What the task requires
Nothing but the lines from the one holding "122L453 131H468L474 136L485" through the last line of the material below should be set down, exactly and without images.

The data
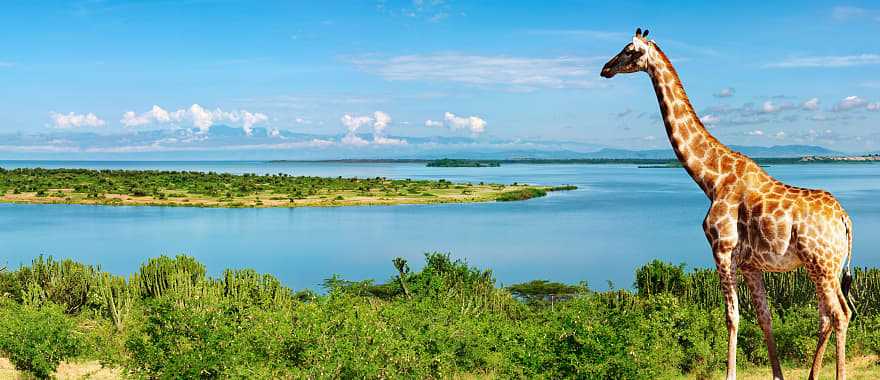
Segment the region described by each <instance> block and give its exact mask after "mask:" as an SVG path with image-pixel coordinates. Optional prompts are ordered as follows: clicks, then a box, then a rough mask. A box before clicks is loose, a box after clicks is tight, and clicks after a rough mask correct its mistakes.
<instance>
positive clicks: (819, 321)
mask: <svg viewBox="0 0 880 380" xmlns="http://www.w3.org/2000/svg"><path fill="white" fill-rule="evenodd" d="M820 293H821V290H820V289H819V286H818V285H817V286H816V294H817V295H819V294H820ZM818 303H819V343H818V345H817V346H816V353H815V354H814V355H813V366H812V367H811V368H810V377H809V378H810V379H817V378H818V376H819V371H820V370H821V369H822V358H824V357H825V347H826V346H827V345H828V338H830V337H831V317H830V316H829V315H828V307H827V306H826V301H825V298H824V297H822V296H821V295H819V296H818Z"/></svg>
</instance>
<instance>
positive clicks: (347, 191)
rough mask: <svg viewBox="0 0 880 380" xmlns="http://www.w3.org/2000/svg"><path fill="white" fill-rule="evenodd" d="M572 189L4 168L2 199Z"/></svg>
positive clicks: (249, 201) (303, 204)
mask: <svg viewBox="0 0 880 380" xmlns="http://www.w3.org/2000/svg"><path fill="white" fill-rule="evenodd" d="M571 189H572V188H571V187H547V186H534V185H526V184H513V185H504V184H485V183H479V184H471V183H452V182H449V181H446V180H442V179H441V180H436V181H435V180H399V179H398V180H392V179H387V178H383V177H376V178H342V177H337V178H326V177H305V176H299V177H295V176H290V175H286V174H274V175H253V174H243V175H233V174H220V173H210V172H209V173H202V172H182V171H151V170H146V171H133V170H88V169H13V170H3V169H0V194H2V195H0V202H3V203H25V204H85V205H115V206H184V207H224V208H242V207H245V208H258V207H287V208H291V207H342V206H376V205H400V204H436V203H474V202H491V201H496V200H497V201H507V200H525V199H531V198H535V197H541V196H544V195H546V194H547V192H548V191H558V190H571Z"/></svg>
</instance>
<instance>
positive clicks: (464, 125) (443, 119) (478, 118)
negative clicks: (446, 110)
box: [443, 112, 486, 135]
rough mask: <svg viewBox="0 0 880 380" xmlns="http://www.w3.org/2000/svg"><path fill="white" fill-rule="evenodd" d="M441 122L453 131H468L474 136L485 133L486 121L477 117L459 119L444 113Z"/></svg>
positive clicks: (450, 114) (469, 117) (450, 112)
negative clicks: (464, 130) (462, 130)
mask: <svg viewBox="0 0 880 380" xmlns="http://www.w3.org/2000/svg"><path fill="white" fill-rule="evenodd" d="M443 120H445V121H446V125H448V126H449V128H451V129H453V130H456V129H468V130H470V131H471V133H473V134H475V135H478V134H480V133H483V132H485V131H486V121H485V120H483V119H482V118H480V117H478V116H467V117H460V116H456V115H455V114H454V113H452V112H446V113H444V114H443Z"/></svg>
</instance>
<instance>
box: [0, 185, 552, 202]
mask: <svg viewBox="0 0 880 380" xmlns="http://www.w3.org/2000/svg"><path fill="white" fill-rule="evenodd" d="M528 188H538V189H547V188H546V187H540V186H528V185H517V186H498V185H470V186H461V185H458V186H450V187H449V188H446V189H426V191H425V192H422V193H418V194H406V193H399V194H388V193H383V192H379V191H372V192H354V191H337V192H332V193H324V194H316V195H312V196H308V197H304V198H301V199H291V198H288V197H286V196H283V195H281V194H275V193H270V192H265V193H260V194H256V195H250V196H242V197H232V198H219V197H208V196H204V195H198V194H188V193H179V192H178V193H174V192H169V194H168V195H167V196H165V197H164V198H162V199H160V198H156V197H154V196H141V197H138V196H132V195H127V194H101V195H100V196H99V197H97V198H94V197H89V196H88V195H87V194H84V193H76V192H74V191H73V190H72V189H50V190H49V191H48V192H46V195H38V194H37V193H25V192H23V193H18V194H15V193H13V192H11V191H10V192H6V193H5V194H3V195H0V203H23V204H83V205H110V206H180V207H221V208H263V207H288V208H290V207H342V206H379V205H403V204H436V203H475V202H493V201H495V199H496V198H497V197H498V196H499V195H501V194H503V193H506V192H509V191H515V190H522V189H528Z"/></svg>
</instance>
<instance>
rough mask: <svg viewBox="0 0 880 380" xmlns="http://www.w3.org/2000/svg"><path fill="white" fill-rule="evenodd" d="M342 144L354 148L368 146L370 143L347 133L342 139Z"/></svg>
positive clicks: (358, 137)
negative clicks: (343, 144) (364, 145)
mask: <svg viewBox="0 0 880 380" xmlns="http://www.w3.org/2000/svg"><path fill="white" fill-rule="evenodd" d="M342 143H343V144H345V145H354V146H364V145H369V144H370V142H369V141H367V140H364V139H362V138H360V136H358V135H356V134H354V133H347V134H346V135H345V136H344V137H342Z"/></svg>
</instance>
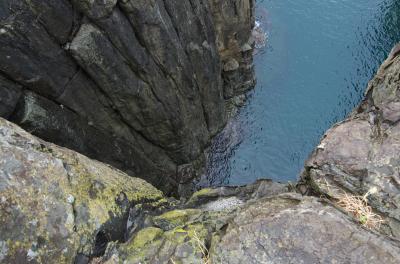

Output for this exercise
rough mask: <svg viewBox="0 0 880 380" xmlns="http://www.w3.org/2000/svg"><path fill="white" fill-rule="evenodd" d="M441 122L453 131H468L474 136L485 133L486 121L477 117L459 119L444 113Z"/></svg>
positive clicks: (450, 114) (469, 117) (450, 112)
negative clicks: (464, 130) (462, 130)
mask: <svg viewBox="0 0 880 380" xmlns="http://www.w3.org/2000/svg"><path fill="white" fill-rule="evenodd" d="M443 120H445V121H446V125H448V126H449V128H451V129H453V130H456V129H468V130H470V131H471V133H473V134H475V135H478V134H480V133H483V132H485V131H486V121H485V120H483V119H482V118H480V117H478V116H467V117H460V116H456V115H455V114H454V113H452V112H446V113H444V114H443Z"/></svg>
</instance>
<instance>
box: [0, 185, 552, 202]
mask: <svg viewBox="0 0 880 380" xmlns="http://www.w3.org/2000/svg"><path fill="white" fill-rule="evenodd" d="M528 188H538V189H547V188H546V187H540V186H528V185H517V186H498V185H470V186H461V185H458V186H450V187H449V188H446V189H426V191H425V192H422V193H418V194H406V193H399V194H388V193H383V192H379V191H372V192H354V191H337V192H332V193H324V194H316V195H312V196H308V197H304V198H301V199H291V198H288V197H286V196H283V195H281V194H275V193H270V192H265V193H260V194H256V195H250V196H242V197H232V198H219V197H208V196H204V195H198V194H188V193H179V192H178V193H174V192H169V194H168V195H167V196H165V197H164V198H162V199H160V198H156V197H154V196H141V197H138V196H132V195H127V194H101V195H100V196H99V197H97V198H94V197H89V196H88V195H87V194H84V193H76V192H74V191H73V190H72V189H50V190H49V191H48V192H46V195H38V194H37V193H25V192H23V193H18V194H15V193H13V192H11V191H10V192H6V193H5V194H3V195H0V203H23V204H83V205H110V206H180V207H221V208H263V207H288V208H290V207H342V206H379V205H403V204H436V203H475V202H493V201H495V199H496V198H497V197H498V196H499V195H501V194H503V193H506V192H509V191H515V190H522V189H528Z"/></svg>
</instance>
<instance>
rough mask: <svg viewBox="0 0 880 380" xmlns="http://www.w3.org/2000/svg"><path fill="white" fill-rule="evenodd" d="M342 144L354 148L368 146L370 143L347 133L342 139Z"/></svg>
positive clicks: (358, 137)
negative clicks: (343, 144) (364, 145)
mask: <svg viewBox="0 0 880 380" xmlns="http://www.w3.org/2000/svg"><path fill="white" fill-rule="evenodd" d="M342 143H343V144H345V145H354V146H364V145H369V144H370V142H369V141H367V140H364V139H362V138H360V136H358V135H356V134H354V133H347V134H346V135H345V136H344V137H342Z"/></svg>
</instance>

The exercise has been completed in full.